◆ Actions to take
[a] Return the passage of the court opinion from "April 28, 1993." up to and including "and KIDD, JJ.".
[b] List every full calendar date (month, day and year) that appears in the court opinion.
[c] Answer these questions from the court opinion:
(i) What was the amount of Note 1?
(ii) What did Parker counterclaim for?
(iii) Which court was the appeal taken from?

◆ Selection
Opinion
No. 3-92-281-CV.
April 28, 1993. Rehearing Overruled June 9, 1993.
Appeal from the 98th Judicial District Court, Travis County, Jerry Dellana, J.
Terry R. Tippit, Terry L. Belt, Austin, for appellant.
Traci L. Cotton, Deitch Hamilton, P.C., Austin, for appellee.
Before CARROLL, C.J., and JONES and KIDD, JJ.
The Frost National Bank of San Antonio (the "Bank"), the surviving bank by merger with the Frost Bank North Austin, N.A. (the "Frost Bank"), sued L.W. Parker on two real estate lien notes. The Bank sought judgment for a post-foreclosure deficiency claim on the first note and for the full balance due on the second note. Parker counterclaimed for wrongful foreclosure. Following a bench trial, the district court rendered judgment in favor of the Bank on all matters. Parker appeals only on the issues of his liability for the deficiency on the first note and his wrongful foreclosure counterclaim. We will affirm the judgment of the district court.
BACKGROUND
On July 16, 1987, L.W. Parker executed a promissory note ("Note 1") payable to the Frost Bank in the sum of $405,000. The note was secured by a deed of trust lien on property located in Travis County. Parker did not use this property as his residence. Parker defaulted on his Note 1 payments. On March 22, 1988, Parker executed another promissory note ("Note 2") payable to the Frost Bank in the amount of $40,000. This note also was secured by a deed of trust lien on a separate piece of property located in Travis County. Parker made no payments on Note 2.

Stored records

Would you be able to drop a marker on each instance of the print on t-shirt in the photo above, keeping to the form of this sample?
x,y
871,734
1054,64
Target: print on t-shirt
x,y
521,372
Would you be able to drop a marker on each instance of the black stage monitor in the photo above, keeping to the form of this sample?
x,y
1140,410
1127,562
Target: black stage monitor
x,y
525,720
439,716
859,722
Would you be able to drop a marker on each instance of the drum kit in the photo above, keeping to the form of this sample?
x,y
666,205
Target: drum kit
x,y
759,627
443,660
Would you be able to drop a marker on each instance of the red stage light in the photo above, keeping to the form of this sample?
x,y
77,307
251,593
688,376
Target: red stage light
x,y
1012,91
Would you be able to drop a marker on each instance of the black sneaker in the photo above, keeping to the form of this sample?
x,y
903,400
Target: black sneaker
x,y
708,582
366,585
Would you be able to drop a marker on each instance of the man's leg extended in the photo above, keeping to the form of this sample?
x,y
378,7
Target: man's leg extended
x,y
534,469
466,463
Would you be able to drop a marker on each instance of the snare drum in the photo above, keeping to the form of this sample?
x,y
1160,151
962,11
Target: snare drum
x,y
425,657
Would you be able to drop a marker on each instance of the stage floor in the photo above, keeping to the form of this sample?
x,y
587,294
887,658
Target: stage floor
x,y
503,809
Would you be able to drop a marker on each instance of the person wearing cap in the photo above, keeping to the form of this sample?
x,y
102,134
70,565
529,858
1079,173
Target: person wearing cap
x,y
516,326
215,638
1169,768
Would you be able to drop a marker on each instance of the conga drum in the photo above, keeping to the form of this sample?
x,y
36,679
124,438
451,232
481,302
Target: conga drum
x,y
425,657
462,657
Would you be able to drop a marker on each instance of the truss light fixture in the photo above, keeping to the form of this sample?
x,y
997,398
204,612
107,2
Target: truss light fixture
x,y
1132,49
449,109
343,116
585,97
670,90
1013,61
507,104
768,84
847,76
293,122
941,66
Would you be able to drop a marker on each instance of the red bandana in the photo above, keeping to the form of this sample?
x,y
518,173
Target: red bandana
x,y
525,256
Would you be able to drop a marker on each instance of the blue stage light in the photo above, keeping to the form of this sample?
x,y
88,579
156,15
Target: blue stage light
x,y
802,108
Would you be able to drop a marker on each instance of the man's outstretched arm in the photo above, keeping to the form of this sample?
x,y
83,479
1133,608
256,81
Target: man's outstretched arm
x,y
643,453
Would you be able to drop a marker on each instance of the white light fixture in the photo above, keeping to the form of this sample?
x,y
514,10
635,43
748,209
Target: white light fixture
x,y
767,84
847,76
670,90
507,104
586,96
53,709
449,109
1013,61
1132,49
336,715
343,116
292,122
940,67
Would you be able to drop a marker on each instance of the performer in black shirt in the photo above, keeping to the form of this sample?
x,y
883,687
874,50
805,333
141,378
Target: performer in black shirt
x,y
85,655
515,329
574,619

◆ The solutions
[a]
April 28, 1993. Rehearing Overruled June 9, 1993.
Appeal from the 98th Judicial District Court, Travis County, Jerry Dellana, J.
Terry R. Tippit, Terry L. Belt, Austin, for appellant.
Traci L. Cotton, Deitch Hamilton, P.C., Austin, for appellee.
Before CARROLL, C.J., and JONES and KIDD, JJ.

[b]
April 28, 1993
June 9, 1993
July 16, 1987
March 22, 1988

[c]
(i) $405,000
(ii) Wrongful foreclosure
(iii) The 98th Judicial District Court, Travis County